TASK GOAL: Can you output the sewage farming text below word for word, in full?

Sewage Farming | Pro and Cons of Sewage Farming | Sewage Sickness
In sewage farming, sewage is used for the irrigation of agricultural lands. This technique is common in warm and arid climates where sources of fresh water are scarce.
This method not only helps in sewage getting disposed of but also helps in the increased crop yield as sewage contains a lot of nutrients. But one thing needs to be confirmed that the effluent is safe for irrigation.
Suspended solids present in the sewage will be converted to humus by microbes and bacteria in order to supply nitrogen, phosphorus and other plant nutrients for crop growth.
Important considerations while sewage farming
The following points must be kept in view while practising sewage farming:
The effect of pathogenic should not spread among the farmworkers nor the consumers of sewage farm products.
The groundwater should be prevented from contamination
There should not be any deterioration of the soil properties.
Now, let's see the advantages and disadvantages of sewage farming.

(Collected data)
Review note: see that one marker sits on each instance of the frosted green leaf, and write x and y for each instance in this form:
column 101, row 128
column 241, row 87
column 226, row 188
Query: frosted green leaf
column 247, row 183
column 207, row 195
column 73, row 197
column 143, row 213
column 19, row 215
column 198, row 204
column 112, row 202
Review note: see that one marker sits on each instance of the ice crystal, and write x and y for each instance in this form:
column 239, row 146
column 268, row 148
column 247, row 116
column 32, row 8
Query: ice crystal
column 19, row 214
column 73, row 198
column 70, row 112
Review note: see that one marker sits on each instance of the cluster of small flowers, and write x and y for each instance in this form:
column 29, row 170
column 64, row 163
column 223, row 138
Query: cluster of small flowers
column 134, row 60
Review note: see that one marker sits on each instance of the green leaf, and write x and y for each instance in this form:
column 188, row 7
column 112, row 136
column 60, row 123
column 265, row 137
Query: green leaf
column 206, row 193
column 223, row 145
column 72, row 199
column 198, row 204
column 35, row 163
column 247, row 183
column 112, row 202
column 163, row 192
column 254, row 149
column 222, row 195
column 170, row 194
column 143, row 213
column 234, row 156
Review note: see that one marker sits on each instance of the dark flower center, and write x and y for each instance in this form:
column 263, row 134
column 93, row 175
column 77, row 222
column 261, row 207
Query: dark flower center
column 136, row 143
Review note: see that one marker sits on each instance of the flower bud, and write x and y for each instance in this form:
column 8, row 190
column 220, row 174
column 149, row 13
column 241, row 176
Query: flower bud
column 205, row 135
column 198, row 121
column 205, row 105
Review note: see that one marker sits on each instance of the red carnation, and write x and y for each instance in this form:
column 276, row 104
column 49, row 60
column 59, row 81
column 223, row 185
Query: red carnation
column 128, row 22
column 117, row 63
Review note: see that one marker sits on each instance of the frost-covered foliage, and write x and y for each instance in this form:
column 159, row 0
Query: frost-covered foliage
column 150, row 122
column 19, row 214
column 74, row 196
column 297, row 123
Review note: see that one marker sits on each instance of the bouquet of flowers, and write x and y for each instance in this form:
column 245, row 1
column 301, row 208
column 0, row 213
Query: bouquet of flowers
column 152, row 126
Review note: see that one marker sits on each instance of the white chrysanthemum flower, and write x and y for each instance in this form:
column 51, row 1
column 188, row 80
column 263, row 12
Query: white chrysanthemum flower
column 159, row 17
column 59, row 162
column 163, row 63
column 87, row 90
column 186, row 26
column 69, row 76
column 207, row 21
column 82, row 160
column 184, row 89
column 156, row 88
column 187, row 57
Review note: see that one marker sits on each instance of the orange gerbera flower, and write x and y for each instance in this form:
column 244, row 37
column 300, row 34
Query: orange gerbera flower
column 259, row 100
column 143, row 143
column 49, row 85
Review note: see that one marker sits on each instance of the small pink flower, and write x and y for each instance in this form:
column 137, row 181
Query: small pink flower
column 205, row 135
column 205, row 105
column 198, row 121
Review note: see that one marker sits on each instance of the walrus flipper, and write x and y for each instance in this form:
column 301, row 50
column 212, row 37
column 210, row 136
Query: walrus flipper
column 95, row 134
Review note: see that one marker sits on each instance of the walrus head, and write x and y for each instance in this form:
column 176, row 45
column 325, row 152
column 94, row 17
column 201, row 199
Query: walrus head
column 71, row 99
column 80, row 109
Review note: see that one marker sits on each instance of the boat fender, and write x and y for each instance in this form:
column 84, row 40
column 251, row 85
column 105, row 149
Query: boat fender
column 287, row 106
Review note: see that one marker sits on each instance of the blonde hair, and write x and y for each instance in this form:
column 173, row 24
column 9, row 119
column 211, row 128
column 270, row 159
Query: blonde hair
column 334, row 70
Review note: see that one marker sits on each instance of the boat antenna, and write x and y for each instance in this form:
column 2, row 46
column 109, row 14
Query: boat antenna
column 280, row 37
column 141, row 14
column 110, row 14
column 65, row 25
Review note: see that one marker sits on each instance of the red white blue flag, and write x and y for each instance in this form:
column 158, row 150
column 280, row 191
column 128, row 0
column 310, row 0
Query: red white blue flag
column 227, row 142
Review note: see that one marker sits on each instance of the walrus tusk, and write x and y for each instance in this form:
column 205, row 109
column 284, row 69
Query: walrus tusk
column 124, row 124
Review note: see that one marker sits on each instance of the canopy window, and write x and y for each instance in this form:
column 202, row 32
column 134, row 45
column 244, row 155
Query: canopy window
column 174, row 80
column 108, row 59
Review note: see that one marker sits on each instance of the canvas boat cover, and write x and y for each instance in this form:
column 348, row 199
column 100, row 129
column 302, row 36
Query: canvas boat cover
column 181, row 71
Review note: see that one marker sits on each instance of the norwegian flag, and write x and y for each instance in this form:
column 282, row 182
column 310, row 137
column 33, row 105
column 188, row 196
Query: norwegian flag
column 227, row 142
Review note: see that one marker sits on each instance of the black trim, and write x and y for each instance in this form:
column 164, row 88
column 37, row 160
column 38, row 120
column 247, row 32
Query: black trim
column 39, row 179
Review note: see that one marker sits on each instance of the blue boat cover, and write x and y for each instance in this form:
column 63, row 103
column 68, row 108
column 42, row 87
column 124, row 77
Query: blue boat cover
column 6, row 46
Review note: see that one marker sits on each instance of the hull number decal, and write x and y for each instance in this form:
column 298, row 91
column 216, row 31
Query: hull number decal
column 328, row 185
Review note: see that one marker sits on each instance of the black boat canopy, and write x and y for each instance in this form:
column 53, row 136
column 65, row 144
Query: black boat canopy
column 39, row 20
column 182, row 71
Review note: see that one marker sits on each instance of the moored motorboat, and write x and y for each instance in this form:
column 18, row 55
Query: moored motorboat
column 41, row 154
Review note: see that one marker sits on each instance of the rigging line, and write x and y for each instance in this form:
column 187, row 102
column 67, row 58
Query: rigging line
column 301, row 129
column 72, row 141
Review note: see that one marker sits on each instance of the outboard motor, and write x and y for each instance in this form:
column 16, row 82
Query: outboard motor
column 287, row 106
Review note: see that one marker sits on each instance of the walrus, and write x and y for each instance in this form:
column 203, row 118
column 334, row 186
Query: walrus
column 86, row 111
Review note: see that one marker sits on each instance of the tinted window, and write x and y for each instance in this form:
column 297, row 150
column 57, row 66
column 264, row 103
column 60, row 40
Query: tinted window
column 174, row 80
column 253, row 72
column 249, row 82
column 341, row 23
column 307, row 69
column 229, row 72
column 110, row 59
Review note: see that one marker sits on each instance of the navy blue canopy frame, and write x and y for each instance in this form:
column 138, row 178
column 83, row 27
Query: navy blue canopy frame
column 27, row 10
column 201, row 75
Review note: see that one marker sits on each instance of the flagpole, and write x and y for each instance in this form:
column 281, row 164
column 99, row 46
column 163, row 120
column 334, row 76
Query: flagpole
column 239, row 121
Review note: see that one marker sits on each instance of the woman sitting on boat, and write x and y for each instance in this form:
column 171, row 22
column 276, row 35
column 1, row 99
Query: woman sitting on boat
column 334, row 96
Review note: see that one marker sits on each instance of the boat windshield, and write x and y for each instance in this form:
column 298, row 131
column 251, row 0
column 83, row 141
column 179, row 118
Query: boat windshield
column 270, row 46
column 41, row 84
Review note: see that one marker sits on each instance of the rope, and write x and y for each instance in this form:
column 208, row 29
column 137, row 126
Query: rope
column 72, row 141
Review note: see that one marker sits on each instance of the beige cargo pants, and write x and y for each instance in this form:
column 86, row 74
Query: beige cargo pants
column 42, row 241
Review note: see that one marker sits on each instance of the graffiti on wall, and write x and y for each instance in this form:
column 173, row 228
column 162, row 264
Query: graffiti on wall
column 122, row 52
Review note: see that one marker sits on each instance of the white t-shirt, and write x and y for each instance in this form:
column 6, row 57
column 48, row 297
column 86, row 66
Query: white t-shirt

ANSWER FOR THIS EXERCISE:
Sewage Farming | Pro and Cons of Sewage Farming | Sewage Sickness
In sewage farming, sewage is used for the irrigation of agricultural lands. This technique is common in warm and arid climates where sources of fresh water are scarce.
This method not only helps in sewage getting disposed of but also helps in the increased crop yield as sewage contains a lot of nutrients. But one thing needs to be confirmed that the effluent is safe for irrigation.
Suspended solids present in the sewage will be converted to humus by microbes and bacteria in order to supply nitrogen, phosphorus and other plant nutrients for crop growth.
Important considerations while sewage farming
The following points must be kept in view while practising sewage farming:
The effect of pathogenic should not spread among the farmworkers nor the consumers of sewage farm products.
The groundwater should be prevented from contamination
There should not be any deterioration of the soil properties.
Now, let's see the advantages and disadvantages of sewage farming.